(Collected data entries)
■ ■ ■ ■
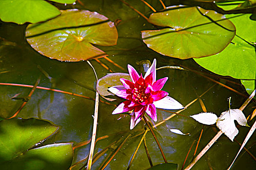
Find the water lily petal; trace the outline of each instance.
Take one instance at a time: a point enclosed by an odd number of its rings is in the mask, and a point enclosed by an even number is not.
[[[135,114],[135,120],[137,120],[144,112],[145,108],[144,106],[139,105],[134,108],[134,114]]]
[[[135,102],[135,101],[133,100],[133,101],[131,101],[131,103],[130,103],[130,104],[129,105],[128,107],[136,106],[139,105],[140,104],[139,104],[138,102]]]
[[[145,80],[144,80],[142,74],[140,75],[140,77],[139,77],[139,78],[137,80],[137,81],[135,84],[135,86],[137,88],[140,88],[138,86],[140,86],[141,85],[142,86],[145,85]]]
[[[163,78],[162,79],[157,80],[157,81],[154,82],[152,87],[154,91],[160,90],[163,88],[163,85],[165,84],[165,82],[167,81],[168,78],[167,77]]]
[[[130,101],[132,100],[133,95],[131,93],[131,91],[127,89],[121,90],[118,92],[116,95],[122,98],[124,98]]]
[[[111,93],[116,94],[117,92],[121,90],[125,89],[125,87],[123,85],[115,85],[112,87],[109,87],[108,90]]]
[[[156,69],[156,67],[157,67],[157,60],[156,59],[154,59],[153,63],[152,63],[152,65],[149,68],[147,71],[147,72],[146,72],[146,74],[145,74],[145,76],[144,77],[146,78],[151,73],[152,73],[152,78],[153,78],[153,82],[156,82],[156,80],[157,79],[157,71]]]
[[[153,87],[151,85],[148,85],[145,90],[145,93],[150,93],[151,91],[154,91]]]
[[[146,113],[153,119],[154,121],[157,121],[158,116],[157,115],[157,109],[154,104],[149,104],[147,105],[146,109]]]
[[[158,90],[154,92],[151,96],[154,101],[158,101],[164,98],[168,95],[168,93],[166,91]]]
[[[137,80],[139,78],[139,75],[137,71],[130,65],[128,65],[128,69],[129,71],[129,74],[131,76],[131,78],[133,81],[133,83],[135,83]]]
[[[123,78],[120,79],[120,81],[126,89],[133,89],[134,88],[134,84],[130,81]]]
[[[133,110],[134,109],[134,107],[128,107],[131,101],[124,101],[117,107],[116,109],[112,112],[112,114],[115,115],[118,113],[124,113]]]
[[[153,73],[152,72],[149,74],[148,76],[146,77],[145,78],[145,83],[147,85],[152,85],[152,82],[153,81]]]
[[[154,102],[154,104],[156,107],[164,109],[181,109],[184,107],[175,99],[170,96],[166,96],[164,98],[158,101]]]
[[[130,129],[131,130],[133,129],[142,119],[142,118],[139,117],[138,119],[135,120],[135,115],[134,112],[133,112],[131,115],[132,117],[131,118],[131,123],[130,124]]]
■ ■ ■ ■
- WRITTEN TASK -
List each line above that contains the word "instance", copying every such line in full.

- THE RESULT -
Find the water lily petal; trace the outline of each instance.
Take one instance at a time: a point enclosed by an odd number of its rings is in the mask, and a point enclosed by an even number is not.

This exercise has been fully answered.